WRITTEN EXERCISE 1.
Answer these questions using the marketing post:
(a) On what date was the post written?
(b) Which TV program does the writer say they might be in the middle of when a survey call comes?
(c) What three reasons does the writer give for being in a supermarket?
WRITTEN EXERCISE 2. Reproduce the part of the marketing post between "All you want" and "I’m caught short.", inclusive.

EXTRACT.
Top 5 Often-Evil Ways Marketers Get Communication Completely WRONG!

Written by richardglynn on September 24th, 2010

For me, the fundamental underlying issue when it comes to evil marketing tactics involves to permission versus interruption. If you interrupt me as a consumer I’m  likely to be less enamoured with your product or services. You should be smart enough to engineer my permission to engage with me in an interesting way.

If you don’t, perhaps you’ll make it on the next list! Here goes.

1. “Hi, We’re just doing a crime-prevention survey in your area.”

Please do not patronise me by calling me and pretending you could care less about crime in my area. Certainly not when I’m in the middle of a particularly tense episode of Corrie.

All you want to do is shift as many burglar alarms – on the back of a government grant which effectively discounts your services – as possible. This is insincerity and deception of the lowest variety. And my perception of your business will plummet even lower than that!

2. Double glazing sales people in supermarkets.

If I am in a supermarket – I’m there for one of three reasons: (1) Shopping, (2) To eat one of those five-item breakfasts, or (3) sneak into the toilet when I’m caught short.

I have certainly never said: “We need some double glazing – I’ll just pop into the supermarket foyer and see what offers I can rustle up.” This is classic interruption marketing. Sampling food by the food counter is fine. I’m shopping for food so at that moment in time – I’m interested in food.

SUPPLIED INFORMATION.
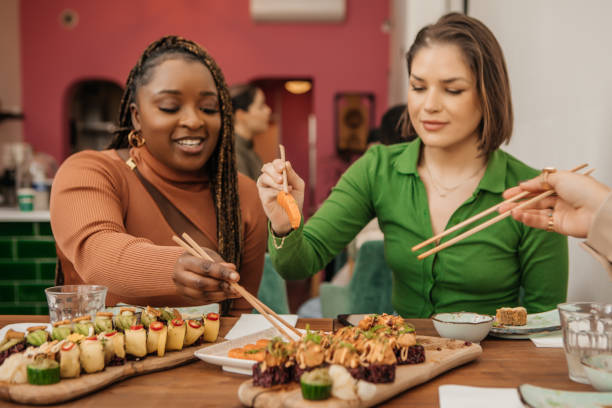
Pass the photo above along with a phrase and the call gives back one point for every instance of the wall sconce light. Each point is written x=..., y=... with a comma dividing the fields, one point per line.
x=298, y=87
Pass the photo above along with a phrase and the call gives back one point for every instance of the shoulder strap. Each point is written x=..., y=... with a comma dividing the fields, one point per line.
x=174, y=217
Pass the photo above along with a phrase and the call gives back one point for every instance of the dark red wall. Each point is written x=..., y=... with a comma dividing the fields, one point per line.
x=111, y=34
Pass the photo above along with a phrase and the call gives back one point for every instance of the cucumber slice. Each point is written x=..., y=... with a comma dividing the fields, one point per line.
x=316, y=384
x=43, y=372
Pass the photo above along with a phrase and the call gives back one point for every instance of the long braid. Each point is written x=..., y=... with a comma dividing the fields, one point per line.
x=222, y=167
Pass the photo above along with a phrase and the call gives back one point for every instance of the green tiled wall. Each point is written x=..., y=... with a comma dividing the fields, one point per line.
x=27, y=266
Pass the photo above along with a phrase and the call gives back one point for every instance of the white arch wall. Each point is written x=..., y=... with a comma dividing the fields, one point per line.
x=559, y=56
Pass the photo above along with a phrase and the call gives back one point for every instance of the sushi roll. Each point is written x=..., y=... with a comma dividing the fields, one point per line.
x=13, y=342
x=377, y=362
x=136, y=341
x=125, y=319
x=70, y=367
x=278, y=365
x=37, y=335
x=176, y=334
x=103, y=322
x=83, y=325
x=61, y=330
x=43, y=371
x=149, y=315
x=114, y=348
x=156, y=338
x=194, y=332
x=92, y=355
x=309, y=354
x=211, y=327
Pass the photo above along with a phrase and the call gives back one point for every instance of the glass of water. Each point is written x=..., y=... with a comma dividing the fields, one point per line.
x=70, y=301
x=587, y=330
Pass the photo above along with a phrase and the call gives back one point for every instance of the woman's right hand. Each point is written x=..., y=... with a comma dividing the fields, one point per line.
x=269, y=184
x=205, y=281
x=577, y=199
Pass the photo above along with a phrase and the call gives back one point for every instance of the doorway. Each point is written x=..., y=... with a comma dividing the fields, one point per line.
x=290, y=127
x=93, y=114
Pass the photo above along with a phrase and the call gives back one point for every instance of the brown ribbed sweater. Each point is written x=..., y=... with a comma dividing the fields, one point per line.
x=110, y=231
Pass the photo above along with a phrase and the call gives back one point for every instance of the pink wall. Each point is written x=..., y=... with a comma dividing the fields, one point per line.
x=111, y=34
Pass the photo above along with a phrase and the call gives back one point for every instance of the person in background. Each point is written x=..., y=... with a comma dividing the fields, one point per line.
x=251, y=117
x=460, y=109
x=111, y=210
x=582, y=208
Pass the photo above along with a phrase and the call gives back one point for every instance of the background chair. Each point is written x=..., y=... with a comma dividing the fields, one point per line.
x=369, y=290
x=272, y=289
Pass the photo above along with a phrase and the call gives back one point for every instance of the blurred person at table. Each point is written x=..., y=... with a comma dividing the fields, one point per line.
x=460, y=109
x=582, y=208
x=174, y=142
x=251, y=118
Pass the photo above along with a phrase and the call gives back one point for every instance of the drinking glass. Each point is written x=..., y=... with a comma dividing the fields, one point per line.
x=70, y=301
x=587, y=331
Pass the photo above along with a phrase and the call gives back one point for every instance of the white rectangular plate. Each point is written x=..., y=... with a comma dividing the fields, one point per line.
x=217, y=354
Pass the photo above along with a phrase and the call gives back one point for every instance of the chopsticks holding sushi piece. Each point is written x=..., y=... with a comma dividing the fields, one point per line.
x=286, y=200
x=194, y=249
x=486, y=224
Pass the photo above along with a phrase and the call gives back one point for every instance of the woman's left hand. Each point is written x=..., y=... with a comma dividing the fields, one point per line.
x=205, y=281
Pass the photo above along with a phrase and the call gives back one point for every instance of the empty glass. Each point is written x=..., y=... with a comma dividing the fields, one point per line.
x=587, y=330
x=70, y=301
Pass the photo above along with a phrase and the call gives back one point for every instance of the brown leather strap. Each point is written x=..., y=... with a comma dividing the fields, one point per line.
x=175, y=218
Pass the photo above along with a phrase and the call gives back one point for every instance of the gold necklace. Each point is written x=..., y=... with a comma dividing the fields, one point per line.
x=447, y=190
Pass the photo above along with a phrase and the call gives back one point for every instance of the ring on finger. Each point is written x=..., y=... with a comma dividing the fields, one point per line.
x=546, y=171
x=551, y=222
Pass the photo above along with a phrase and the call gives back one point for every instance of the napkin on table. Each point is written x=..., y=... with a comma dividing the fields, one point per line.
x=459, y=396
x=252, y=323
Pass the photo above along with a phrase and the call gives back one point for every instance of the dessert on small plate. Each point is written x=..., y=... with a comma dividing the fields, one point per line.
x=536, y=323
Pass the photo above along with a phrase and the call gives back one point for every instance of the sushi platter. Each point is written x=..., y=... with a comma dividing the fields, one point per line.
x=360, y=366
x=53, y=364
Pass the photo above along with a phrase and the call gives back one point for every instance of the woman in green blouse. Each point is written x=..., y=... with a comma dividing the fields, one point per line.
x=460, y=108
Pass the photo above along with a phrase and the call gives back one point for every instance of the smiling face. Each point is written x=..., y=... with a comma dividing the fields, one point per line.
x=177, y=112
x=443, y=101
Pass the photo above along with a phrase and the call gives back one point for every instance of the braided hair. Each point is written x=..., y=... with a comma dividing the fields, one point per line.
x=221, y=165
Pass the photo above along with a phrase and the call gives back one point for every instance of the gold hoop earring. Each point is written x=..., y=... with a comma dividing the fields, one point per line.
x=135, y=139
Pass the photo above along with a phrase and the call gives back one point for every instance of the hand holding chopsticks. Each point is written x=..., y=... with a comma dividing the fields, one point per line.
x=524, y=204
x=194, y=249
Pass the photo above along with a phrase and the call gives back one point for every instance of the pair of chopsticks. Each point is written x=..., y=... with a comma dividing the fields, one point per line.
x=194, y=249
x=485, y=224
x=285, y=184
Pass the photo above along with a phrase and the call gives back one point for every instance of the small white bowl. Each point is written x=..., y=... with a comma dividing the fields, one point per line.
x=598, y=369
x=463, y=325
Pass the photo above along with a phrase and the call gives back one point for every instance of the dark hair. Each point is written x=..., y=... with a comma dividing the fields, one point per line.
x=486, y=60
x=242, y=96
x=373, y=136
x=221, y=165
x=391, y=125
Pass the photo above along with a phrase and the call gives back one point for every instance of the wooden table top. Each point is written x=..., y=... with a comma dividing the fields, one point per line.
x=504, y=363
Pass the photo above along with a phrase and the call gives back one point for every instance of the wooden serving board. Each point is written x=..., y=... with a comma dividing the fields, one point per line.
x=68, y=389
x=440, y=355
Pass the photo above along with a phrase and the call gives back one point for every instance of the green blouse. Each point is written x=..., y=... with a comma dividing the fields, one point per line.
x=506, y=264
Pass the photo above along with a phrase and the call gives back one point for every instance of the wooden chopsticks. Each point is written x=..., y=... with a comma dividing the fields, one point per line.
x=285, y=185
x=194, y=249
x=487, y=223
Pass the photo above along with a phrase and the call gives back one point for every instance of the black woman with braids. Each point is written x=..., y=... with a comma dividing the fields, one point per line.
x=172, y=162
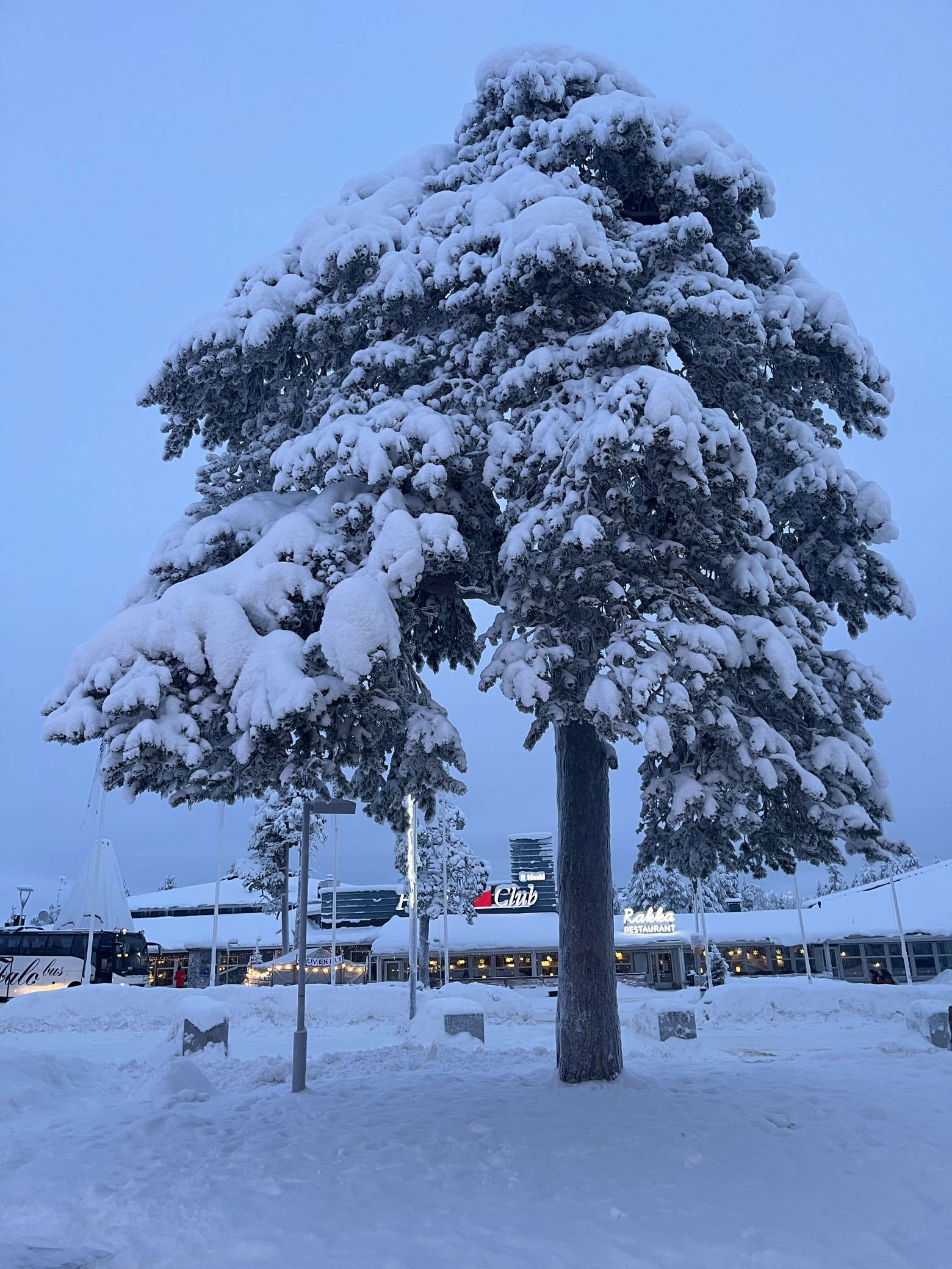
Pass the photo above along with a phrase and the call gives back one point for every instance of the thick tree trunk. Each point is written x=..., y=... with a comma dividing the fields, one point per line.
x=423, y=975
x=284, y=935
x=588, y=1031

FULL SOLUTION 1.
(a) September 24th, 2010
(b) Corrie
(c) Shopping, eating one of those five-item breakfasts, or sneaking into the toilet when caught short

FULL SOLUTION 2.
All you want to do is shift as many burglar alarms – on the back of a government grant which effectively discounts your services – as possible. This is insincerity and deception of the lowest variety. And my perception of your business will plummet even lower than that!

2. Double glazing sales people in supermarkets.

If I am in a supermarket – I’m there for one of three reasons: (1) Shopping, (2) To eat one of those five-item breakfasts, or (3) sneak into the toilet when I’m caught short.